§ **PROBLEM TO WORK ON**:
From the transcript on macroscopes and distant reading below, write out verbatim the stretch from "Editor’s Choice: Macroscopes" through "I worked there).".

§ **EXCERPT TO READ**:
^^^^^^^^^^^^^^^^
Editor’s Choice: Macroscopes & Distant Reading: Implications for Infrastructures to Support Computational Humanities Scholarship

The following is the rough transcripts of a talk I gave at Fostering the Transatlantic Dialogue on Digital Heritage and EU Research Infrastructures: Initiatives and Solutions in the USA and in Italy at the Library of Congress in November 2014 (back when I worked there).

As scholars become increasingly interested in approaching digital collections and digital objects as data for computational analysis it becomes critical for libraries, archives and museums to rethink some of their paradigms for providing access to materials. Two related concepts in emergent methodologies in the digital humanities, macroscopes and the notion of distant reading, provide a point of entry for identifying the requirements for digital library platforms to support this kind of scholarship.
^^^^^^^^^^^^^^^^
§ **EXTRACTED DATA**:

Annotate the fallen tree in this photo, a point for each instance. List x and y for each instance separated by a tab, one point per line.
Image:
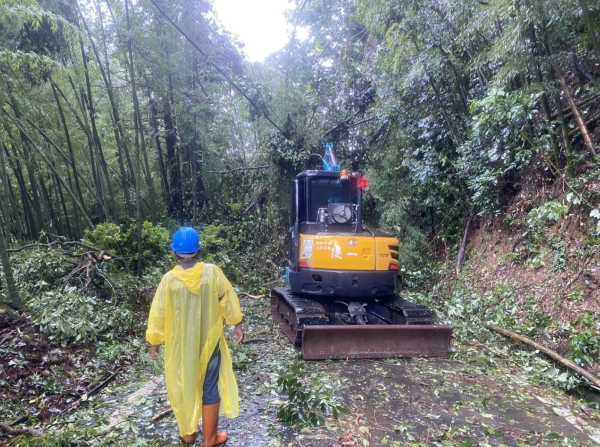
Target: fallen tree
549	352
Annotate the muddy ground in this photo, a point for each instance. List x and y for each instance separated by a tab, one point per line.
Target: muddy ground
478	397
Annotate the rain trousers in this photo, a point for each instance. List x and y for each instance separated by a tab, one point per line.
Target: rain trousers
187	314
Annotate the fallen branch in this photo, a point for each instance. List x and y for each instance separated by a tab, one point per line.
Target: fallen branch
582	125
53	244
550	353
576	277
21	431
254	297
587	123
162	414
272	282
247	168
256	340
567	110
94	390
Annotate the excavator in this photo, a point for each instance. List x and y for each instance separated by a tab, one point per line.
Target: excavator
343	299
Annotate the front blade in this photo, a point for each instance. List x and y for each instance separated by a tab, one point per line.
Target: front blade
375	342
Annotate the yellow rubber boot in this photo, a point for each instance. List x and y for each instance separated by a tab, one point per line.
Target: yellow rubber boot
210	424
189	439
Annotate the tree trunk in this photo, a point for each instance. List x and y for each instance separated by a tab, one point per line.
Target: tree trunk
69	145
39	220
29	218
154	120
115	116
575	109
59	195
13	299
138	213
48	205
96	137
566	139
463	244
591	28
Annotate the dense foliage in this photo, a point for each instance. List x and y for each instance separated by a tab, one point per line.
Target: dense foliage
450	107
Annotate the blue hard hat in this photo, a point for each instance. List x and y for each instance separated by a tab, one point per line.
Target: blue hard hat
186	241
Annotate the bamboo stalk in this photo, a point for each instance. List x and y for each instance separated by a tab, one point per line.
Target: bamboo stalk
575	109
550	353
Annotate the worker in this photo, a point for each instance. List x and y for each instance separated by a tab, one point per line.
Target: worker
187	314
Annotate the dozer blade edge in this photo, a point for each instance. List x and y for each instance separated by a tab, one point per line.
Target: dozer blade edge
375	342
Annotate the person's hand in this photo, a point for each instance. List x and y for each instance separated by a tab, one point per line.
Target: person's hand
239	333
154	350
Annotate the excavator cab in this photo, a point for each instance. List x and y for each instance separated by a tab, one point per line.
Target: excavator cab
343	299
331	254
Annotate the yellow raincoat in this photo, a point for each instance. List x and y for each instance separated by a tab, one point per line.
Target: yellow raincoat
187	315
^^^^^^^^^^^^^^^^
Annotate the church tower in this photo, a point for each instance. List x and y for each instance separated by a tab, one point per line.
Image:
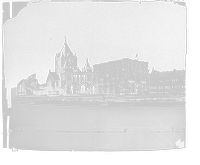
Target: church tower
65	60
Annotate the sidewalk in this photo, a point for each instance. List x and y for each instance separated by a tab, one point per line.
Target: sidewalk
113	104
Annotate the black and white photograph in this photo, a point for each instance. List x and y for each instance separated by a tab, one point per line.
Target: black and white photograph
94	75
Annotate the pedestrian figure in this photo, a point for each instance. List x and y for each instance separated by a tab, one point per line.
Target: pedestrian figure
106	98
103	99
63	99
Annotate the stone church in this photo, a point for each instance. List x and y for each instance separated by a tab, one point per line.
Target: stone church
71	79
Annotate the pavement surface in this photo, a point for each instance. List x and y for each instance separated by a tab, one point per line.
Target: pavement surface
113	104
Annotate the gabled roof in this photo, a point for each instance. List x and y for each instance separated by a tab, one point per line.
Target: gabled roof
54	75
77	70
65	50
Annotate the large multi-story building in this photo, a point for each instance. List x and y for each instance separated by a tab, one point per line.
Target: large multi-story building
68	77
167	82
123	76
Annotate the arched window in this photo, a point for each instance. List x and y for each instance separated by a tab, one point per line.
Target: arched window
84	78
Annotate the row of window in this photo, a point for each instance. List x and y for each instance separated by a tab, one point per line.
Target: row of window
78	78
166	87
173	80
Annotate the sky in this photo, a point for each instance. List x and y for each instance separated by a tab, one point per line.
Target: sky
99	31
^^^^^^^^^^^^^^^^
§ **TASK RESPONSE**:
Editor’s Choice: Macroscopes & Distant Reading: Implications for Infrastructures to Support Computational Humanities Scholarship

The following is the rough transcripts of a talk I gave at Fostering the Transatlantic Dialogue on Digital Heritage and EU Research Infrastructures: Initiatives and Solutions in the USA and in Italy at the Library of Congress in November 2014 (back when I worked there).